(Point annotation records)
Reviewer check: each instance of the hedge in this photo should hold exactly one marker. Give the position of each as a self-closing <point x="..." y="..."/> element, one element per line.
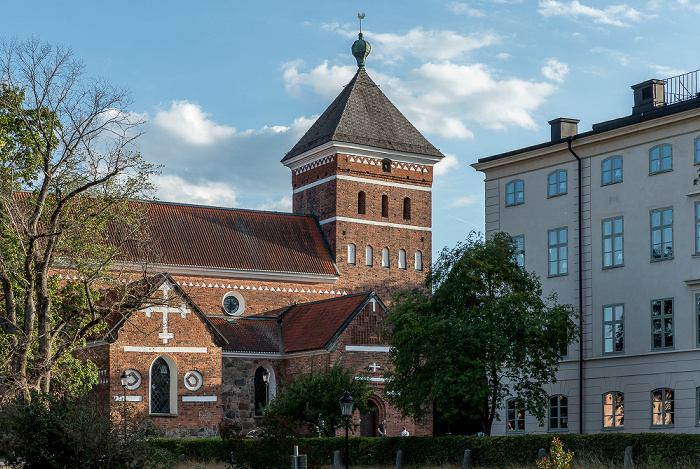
<point x="487" y="451"/>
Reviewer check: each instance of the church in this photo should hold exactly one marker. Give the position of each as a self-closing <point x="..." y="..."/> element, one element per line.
<point x="252" y="298"/>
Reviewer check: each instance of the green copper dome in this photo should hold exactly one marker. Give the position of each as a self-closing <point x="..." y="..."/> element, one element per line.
<point x="360" y="49"/>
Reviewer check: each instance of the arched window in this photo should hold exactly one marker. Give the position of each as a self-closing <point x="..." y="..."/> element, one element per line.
<point x="163" y="388"/>
<point x="264" y="378"/>
<point x="419" y="261"/>
<point x="361" y="203"/>
<point x="351" y="253"/>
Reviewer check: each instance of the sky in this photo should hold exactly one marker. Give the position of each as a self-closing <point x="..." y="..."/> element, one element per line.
<point x="228" y="87"/>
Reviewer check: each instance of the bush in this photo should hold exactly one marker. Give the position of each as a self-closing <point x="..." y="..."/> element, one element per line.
<point x="52" y="433"/>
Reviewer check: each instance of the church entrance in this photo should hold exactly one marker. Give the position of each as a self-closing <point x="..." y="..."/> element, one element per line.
<point x="369" y="422"/>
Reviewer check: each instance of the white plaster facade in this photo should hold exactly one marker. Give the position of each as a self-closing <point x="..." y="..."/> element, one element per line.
<point x="640" y="368"/>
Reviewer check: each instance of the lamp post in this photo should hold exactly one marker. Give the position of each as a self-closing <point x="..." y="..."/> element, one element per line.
<point x="266" y="380"/>
<point x="346" y="403"/>
<point x="124" y="379"/>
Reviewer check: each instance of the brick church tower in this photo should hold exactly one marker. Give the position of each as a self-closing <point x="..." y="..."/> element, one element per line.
<point x="366" y="173"/>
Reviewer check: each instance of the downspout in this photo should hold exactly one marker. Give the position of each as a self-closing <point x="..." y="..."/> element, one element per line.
<point x="580" y="284"/>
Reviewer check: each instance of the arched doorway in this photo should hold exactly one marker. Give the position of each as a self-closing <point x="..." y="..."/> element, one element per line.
<point x="370" y="422"/>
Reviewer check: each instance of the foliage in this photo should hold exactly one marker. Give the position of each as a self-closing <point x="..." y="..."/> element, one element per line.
<point x="557" y="458"/>
<point x="67" y="179"/>
<point x="485" y="334"/>
<point x="313" y="398"/>
<point x="53" y="433"/>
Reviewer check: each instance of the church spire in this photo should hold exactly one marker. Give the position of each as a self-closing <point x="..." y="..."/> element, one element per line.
<point x="360" y="48"/>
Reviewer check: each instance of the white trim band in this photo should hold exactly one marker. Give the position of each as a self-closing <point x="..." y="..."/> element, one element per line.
<point x="357" y="179"/>
<point x="366" y="348"/>
<point x="199" y="398"/>
<point x="374" y="223"/>
<point x="141" y="349"/>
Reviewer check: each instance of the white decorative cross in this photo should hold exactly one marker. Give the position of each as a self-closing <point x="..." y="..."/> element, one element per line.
<point x="183" y="310"/>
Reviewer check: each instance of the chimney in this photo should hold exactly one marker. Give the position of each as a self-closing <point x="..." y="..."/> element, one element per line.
<point x="563" y="127"/>
<point x="648" y="95"/>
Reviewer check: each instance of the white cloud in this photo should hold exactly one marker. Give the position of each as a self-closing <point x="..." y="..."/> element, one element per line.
<point x="555" y="70"/>
<point x="613" y="15"/>
<point x="459" y="8"/>
<point x="188" y="122"/>
<point x="448" y="163"/>
<point x="325" y="81"/>
<point x="175" y="188"/>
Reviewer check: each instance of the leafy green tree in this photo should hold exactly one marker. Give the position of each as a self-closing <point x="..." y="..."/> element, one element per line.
<point x="67" y="179"/>
<point x="312" y="397"/>
<point x="485" y="334"/>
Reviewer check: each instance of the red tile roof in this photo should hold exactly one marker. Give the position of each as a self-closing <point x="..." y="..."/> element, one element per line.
<point x="248" y="240"/>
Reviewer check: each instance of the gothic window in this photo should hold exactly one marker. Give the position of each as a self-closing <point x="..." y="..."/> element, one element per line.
<point x="419" y="260"/>
<point x="351" y="253"/>
<point x="162" y="386"/>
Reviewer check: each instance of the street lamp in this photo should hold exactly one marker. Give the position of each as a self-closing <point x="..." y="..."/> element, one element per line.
<point x="346" y="403"/>
<point x="125" y="381"/>
<point x="266" y="380"/>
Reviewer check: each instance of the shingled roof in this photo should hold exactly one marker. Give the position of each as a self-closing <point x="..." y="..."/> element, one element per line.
<point x="232" y="239"/>
<point x="297" y="328"/>
<point x="362" y="114"/>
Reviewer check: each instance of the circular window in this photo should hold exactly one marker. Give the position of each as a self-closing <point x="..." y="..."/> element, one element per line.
<point x="233" y="303"/>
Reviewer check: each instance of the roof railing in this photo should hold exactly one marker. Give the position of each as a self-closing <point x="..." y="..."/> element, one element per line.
<point x="681" y="87"/>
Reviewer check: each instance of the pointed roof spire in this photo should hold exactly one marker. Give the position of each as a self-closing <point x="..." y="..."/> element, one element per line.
<point x="360" y="48"/>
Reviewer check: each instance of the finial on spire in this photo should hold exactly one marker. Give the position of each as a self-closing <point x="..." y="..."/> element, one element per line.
<point x="360" y="48"/>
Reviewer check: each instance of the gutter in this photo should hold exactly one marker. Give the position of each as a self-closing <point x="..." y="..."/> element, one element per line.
<point x="580" y="283"/>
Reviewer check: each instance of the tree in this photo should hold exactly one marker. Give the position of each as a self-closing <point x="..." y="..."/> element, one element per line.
<point x="67" y="181"/>
<point x="312" y="397"/>
<point x="485" y="334"/>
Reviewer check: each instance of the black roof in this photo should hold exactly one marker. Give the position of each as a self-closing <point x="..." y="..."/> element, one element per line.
<point x="362" y="114"/>
<point x="607" y="126"/>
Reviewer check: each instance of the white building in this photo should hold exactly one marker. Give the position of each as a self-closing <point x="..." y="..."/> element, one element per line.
<point x="609" y="219"/>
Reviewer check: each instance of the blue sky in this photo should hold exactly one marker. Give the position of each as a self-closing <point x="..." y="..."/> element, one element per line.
<point x="229" y="87"/>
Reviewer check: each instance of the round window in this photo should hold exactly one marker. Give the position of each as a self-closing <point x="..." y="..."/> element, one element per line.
<point x="233" y="303"/>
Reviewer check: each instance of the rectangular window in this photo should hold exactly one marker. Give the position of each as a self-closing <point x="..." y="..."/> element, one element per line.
<point x="558" y="252"/>
<point x="558" y="413"/>
<point x="697" y="227"/>
<point x="519" y="242"/>
<point x="515" y="421"/>
<point x="662" y="407"/>
<point x="662" y="323"/>
<point x="612" y="243"/>
<point x="613" y="329"/>
<point x="660" y="159"/>
<point x="661" y="234"/>
<point x="613" y="410"/>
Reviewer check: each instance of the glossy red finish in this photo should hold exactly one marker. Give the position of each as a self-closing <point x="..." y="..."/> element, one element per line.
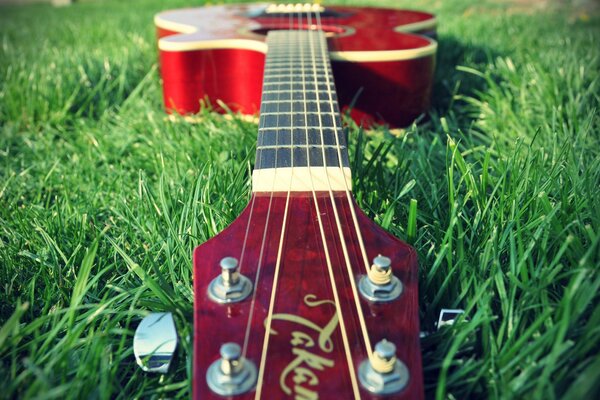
<point x="395" y="92"/>
<point x="303" y="271"/>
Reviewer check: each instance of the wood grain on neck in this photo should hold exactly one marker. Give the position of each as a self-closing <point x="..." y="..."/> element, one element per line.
<point x="301" y="145"/>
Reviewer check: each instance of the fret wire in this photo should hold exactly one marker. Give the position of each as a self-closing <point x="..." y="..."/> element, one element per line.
<point x="304" y="146"/>
<point x="289" y="120"/>
<point x="310" y="127"/>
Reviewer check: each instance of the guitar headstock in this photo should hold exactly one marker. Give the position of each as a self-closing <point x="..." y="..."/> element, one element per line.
<point x="297" y="267"/>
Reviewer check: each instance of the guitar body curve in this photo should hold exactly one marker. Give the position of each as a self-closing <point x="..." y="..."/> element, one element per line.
<point x="302" y="296"/>
<point x="383" y="59"/>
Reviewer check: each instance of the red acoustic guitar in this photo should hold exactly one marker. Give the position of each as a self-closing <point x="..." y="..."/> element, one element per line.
<point x="302" y="296"/>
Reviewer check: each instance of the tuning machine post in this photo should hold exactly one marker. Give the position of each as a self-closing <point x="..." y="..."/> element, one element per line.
<point x="380" y="285"/>
<point x="230" y="286"/>
<point x="384" y="373"/>
<point x="232" y="374"/>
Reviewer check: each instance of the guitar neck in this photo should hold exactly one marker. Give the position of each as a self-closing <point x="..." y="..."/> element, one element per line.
<point x="301" y="146"/>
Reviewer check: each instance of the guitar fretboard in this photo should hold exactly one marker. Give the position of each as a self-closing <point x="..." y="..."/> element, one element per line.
<point x="299" y="124"/>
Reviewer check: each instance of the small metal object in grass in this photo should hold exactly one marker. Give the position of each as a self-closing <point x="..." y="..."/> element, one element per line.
<point x="154" y="342"/>
<point x="448" y="316"/>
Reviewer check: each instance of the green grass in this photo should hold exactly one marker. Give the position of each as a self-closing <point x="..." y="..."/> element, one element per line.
<point x="102" y="200"/>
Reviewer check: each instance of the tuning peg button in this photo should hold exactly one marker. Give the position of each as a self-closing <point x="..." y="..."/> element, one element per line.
<point x="230" y="286"/>
<point x="232" y="374"/>
<point x="383" y="374"/>
<point x="380" y="285"/>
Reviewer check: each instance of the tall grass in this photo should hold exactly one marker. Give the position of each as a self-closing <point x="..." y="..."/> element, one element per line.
<point x="103" y="199"/>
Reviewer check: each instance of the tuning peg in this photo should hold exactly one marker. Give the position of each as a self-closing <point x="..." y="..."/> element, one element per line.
<point x="380" y="285"/>
<point x="384" y="373"/>
<point x="230" y="286"/>
<point x="231" y="374"/>
<point x="154" y="342"/>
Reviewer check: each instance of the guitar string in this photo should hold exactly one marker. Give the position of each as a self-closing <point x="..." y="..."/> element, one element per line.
<point x="361" y="317"/>
<point x="264" y="239"/>
<point x="342" y="322"/>
<point x="262" y="364"/>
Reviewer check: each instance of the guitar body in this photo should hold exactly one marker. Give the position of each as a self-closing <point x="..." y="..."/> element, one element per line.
<point x="383" y="59"/>
<point x="302" y="297"/>
<point x="303" y="282"/>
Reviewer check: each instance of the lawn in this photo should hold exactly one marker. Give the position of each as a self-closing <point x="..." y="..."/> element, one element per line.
<point x="102" y="199"/>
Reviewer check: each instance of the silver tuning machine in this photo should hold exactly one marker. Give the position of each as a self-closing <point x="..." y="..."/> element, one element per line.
<point x="230" y="286"/>
<point x="231" y="374"/>
<point x="380" y="285"/>
<point x="383" y="374"/>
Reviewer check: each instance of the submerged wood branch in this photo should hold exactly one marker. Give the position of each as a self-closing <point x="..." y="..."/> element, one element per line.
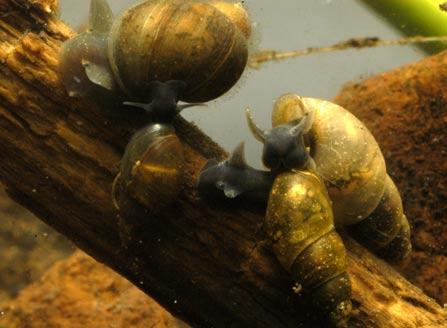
<point x="209" y="266"/>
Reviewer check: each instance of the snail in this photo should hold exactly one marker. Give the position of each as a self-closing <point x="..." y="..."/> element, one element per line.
<point x="299" y="218"/>
<point x="320" y="158"/>
<point x="201" y="43"/>
<point x="152" y="56"/>
<point x="350" y="162"/>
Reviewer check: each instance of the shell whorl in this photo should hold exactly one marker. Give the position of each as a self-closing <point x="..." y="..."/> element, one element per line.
<point x="187" y="41"/>
<point x="345" y="153"/>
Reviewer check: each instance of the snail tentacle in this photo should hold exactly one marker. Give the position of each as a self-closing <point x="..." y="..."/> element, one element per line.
<point x="235" y="178"/>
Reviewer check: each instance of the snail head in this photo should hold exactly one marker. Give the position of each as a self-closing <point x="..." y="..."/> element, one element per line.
<point x="284" y="146"/>
<point x="163" y="100"/>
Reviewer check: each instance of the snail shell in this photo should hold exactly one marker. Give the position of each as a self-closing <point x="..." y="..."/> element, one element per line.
<point x="345" y="153"/>
<point x="349" y="160"/>
<point x="151" y="168"/>
<point x="300" y="223"/>
<point x="159" y="40"/>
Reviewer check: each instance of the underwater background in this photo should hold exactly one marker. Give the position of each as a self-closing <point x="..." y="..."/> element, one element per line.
<point x="280" y="25"/>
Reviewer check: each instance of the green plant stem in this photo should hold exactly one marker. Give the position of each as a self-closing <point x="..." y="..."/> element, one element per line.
<point x="414" y="17"/>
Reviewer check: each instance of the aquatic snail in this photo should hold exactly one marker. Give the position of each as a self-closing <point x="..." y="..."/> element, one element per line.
<point x="299" y="219"/>
<point x="201" y="43"/>
<point x="314" y="145"/>
<point x="152" y="56"/>
<point x="351" y="164"/>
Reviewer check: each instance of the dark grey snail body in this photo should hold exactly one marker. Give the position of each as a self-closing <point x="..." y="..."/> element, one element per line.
<point x="152" y="56"/>
<point x="299" y="218"/>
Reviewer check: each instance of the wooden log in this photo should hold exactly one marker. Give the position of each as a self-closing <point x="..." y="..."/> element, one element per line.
<point x="210" y="266"/>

## What needs to be done
Write out exactly the lines from the line holding "Reviewer check: each instance of the snail shell" through the last line of the data, and nothing besides those lines.

## Result
Reviewer check: each instance of the snail shell in this photo should hold exactly one marker. Give the position of each as a self-closing <point x="..." y="..."/> element, one element per line.
<point x="345" y="153"/>
<point x="349" y="160"/>
<point x="151" y="168"/>
<point x="300" y="223"/>
<point x="159" y="40"/>
Reviewer check: each instance of the underwater background in this photo should hold exactly one marker. Give the position of each as a self-closing <point x="..." y="..."/> element, one element per line.
<point x="280" y="25"/>
Reviewer check: each instance of the green plant stem in this photo should hold exactly one marker. Give the position of each as a self-closing <point x="..." y="..."/> element, one element per line.
<point x="414" y="17"/>
Reviewer check: each instance of the aquatic snail in this photo should hold exactly one marker. Give the position of each as a self-closing <point x="..." y="..."/> element, one element per line.
<point x="299" y="219"/>
<point x="201" y="43"/>
<point x="314" y="145"/>
<point x="152" y="56"/>
<point x="351" y="164"/>
Reviewer check: each instance of the dark grey snail body in this photo should hold exactly one marker. Give the position of each as a self-closing <point x="..." y="..."/> element, one element per line.
<point x="152" y="56"/>
<point x="299" y="218"/>
Reviewer check: each instance of the wooden log in this photo should hold exactly one marker. Give the position of each as a self-closing <point x="..." y="..."/> element, one element per line.
<point x="210" y="266"/>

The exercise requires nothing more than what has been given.